● GIVEN TASK
Count the lines of the material below that contain the word "response". Reply with the number alone.

========================

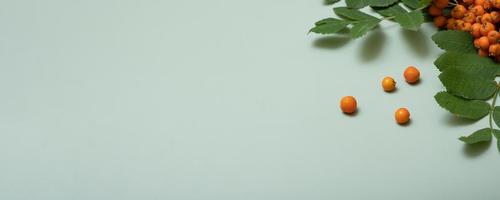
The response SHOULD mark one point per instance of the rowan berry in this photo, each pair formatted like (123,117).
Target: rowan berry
(411,74)
(402,116)
(348,104)
(388,84)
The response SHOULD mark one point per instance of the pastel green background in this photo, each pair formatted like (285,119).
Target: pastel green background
(221,99)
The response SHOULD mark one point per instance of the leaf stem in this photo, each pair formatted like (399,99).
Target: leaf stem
(493,106)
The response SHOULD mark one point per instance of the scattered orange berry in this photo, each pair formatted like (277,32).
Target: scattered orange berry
(435,11)
(458,11)
(388,84)
(411,74)
(402,116)
(440,21)
(348,104)
(441,3)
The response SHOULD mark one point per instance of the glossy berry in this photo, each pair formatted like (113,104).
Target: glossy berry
(412,75)
(483,43)
(440,21)
(388,84)
(435,11)
(441,3)
(348,104)
(402,116)
(458,11)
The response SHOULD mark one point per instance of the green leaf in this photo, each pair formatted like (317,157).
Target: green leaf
(360,28)
(352,14)
(466,85)
(469,109)
(496,115)
(390,11)
(413,4)
(329,26)
(483,135)
(472,64)
(330,2)
(457,41)
(356,4)
(496,133)
(381,3)
(410,21)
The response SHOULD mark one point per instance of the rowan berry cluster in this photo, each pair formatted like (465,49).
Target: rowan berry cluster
(481,18)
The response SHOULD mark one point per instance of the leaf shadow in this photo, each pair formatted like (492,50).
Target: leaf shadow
(372,46)
(474,150)
(331,42)
(453,121)
(417,41)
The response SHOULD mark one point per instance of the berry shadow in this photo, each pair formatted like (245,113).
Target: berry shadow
(406,124)
(453,121)
(419,81)
(354,114)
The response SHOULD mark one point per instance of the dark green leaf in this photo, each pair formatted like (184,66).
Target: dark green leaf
(357,4)
(496,115)
(413,4)
(353,14)
(472,64)
(410,21)
(469,109)
(329,26)
(390,11)
(360,28)
(483,135)
(457,41)
(466,85)
(381,3)
(496,133)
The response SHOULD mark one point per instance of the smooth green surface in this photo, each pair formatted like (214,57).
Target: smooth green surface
(225,99)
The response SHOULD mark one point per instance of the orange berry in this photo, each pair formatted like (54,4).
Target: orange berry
(388,84)
(441,3)
(495,3)
(477,10)
(494,49)
(348,104)
(450,24)
(482,52)
(459,24)
(486,18)
(435,11)
(469,17)
(402,116)
(487,5)
(440,21)
(458,11)
(476,30)
(486,28)
(495,17)
(483,43)
(411,74)
(493,37)
(467,27)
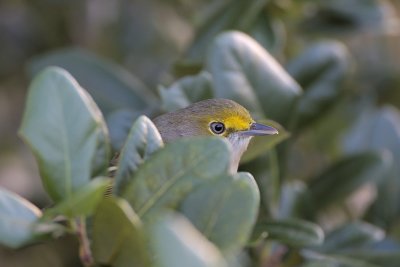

========================

● EXPECTED OUTPUT
12